(Records from a data collection)
-------------------------
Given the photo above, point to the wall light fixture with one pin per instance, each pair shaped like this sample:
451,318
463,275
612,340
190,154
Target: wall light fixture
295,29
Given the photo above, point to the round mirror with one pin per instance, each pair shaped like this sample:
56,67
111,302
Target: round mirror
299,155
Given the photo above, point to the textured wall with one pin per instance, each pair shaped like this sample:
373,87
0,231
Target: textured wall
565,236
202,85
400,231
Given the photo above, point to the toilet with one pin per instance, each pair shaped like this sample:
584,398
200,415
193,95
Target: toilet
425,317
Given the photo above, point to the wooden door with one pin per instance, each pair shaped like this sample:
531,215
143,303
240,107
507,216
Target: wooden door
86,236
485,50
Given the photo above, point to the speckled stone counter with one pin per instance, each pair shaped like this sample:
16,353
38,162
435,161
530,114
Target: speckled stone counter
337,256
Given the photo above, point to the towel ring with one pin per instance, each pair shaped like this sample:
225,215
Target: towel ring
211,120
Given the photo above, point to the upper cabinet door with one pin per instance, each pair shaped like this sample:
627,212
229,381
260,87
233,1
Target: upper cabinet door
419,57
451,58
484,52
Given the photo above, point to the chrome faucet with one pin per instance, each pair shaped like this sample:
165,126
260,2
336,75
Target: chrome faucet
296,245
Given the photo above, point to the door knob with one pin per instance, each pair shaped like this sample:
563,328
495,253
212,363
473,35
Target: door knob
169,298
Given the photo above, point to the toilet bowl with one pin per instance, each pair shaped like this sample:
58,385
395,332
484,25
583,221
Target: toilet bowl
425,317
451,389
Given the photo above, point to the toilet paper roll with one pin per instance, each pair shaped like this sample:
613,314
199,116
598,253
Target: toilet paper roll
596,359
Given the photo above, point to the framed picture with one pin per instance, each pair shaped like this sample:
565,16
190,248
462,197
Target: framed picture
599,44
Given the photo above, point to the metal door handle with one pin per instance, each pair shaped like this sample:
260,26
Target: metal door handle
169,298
-------------------------
Every record listed above needs to be written out again exactly.

Given the photo above, point to the wall light fixture with one pin per instance, each pair shaped like this sample:
451,318
463,275
612,340
190,154
Target: wall light fixture
295,29
Given the photo above, point to the round mirror with one pin per instance, each pair shaped like this sample:
56,67
111,302
Target: round mirror
299,155
Given the photo above, point to the textured wall with one pin per instance, each pair shaped like this sample:
373,87
0,231
Target: textured wall
565,236
202,85
400,231
Given the photo above, point to the toilet with one pin per instance, each pair shaped like this sample:
584,398
200,415
193,95
Target: toilet
425,317
Given the photo above, point to the wooden door with one pin per instance, each pair shaped like this sample:
531,215
143,303
240,107
507,216
Target: wooden door
86,236
485,50
Given the photo above, point to the speckled stone counter with one pin per instance, each pair shaped like this sample:
16,353
38,162
435,161
530,114
Target: speckled stone counter
337,256
Given the photo above, point to the towel ring with one pin per instance, each pair shaped like this sample:
225,215
Target: towel ring
211,120
Given the photo above, point to the upper cabinet door with one pin per instance, each pair shaped like this sample:
627,212
229,381
260,87
233,1
Target: upper cabinet door
419,57
451,58
484,52
Given the photo above, point to the chrome faucet with one pin per instance, each pair shaped like this sample:
165,126
260,2
336,75
Target: chrome faucet
296,245
Given the photo above, point to the door knob with one pin per instance, each pair shaped like this sample:
563,328
495,253
212,363
473,35
Target: door knob
169,298
Given the photo above, point to the toilet bowl with one pin per instance, each pair shaped like this sample:
58,385
395,332
484,25
583,221
Target: toilet bowl
425,317
451,389
Given the photo above, point to the toilet paper roll with one pin per instance, each pair shaped like this sample:
613,314
199,116
598,253
Target: toilet paper roll
596,359
Given the photo above, point to the framed picture with one pin per instance, each pair shaped like this sample:
565,16
190,248
462,197
Target: framed picture
599,44
Given the photo above, point to the metal door handle with one pin per instance, each pair shaped like this sample:
260,26
Target: metal door handle
169,298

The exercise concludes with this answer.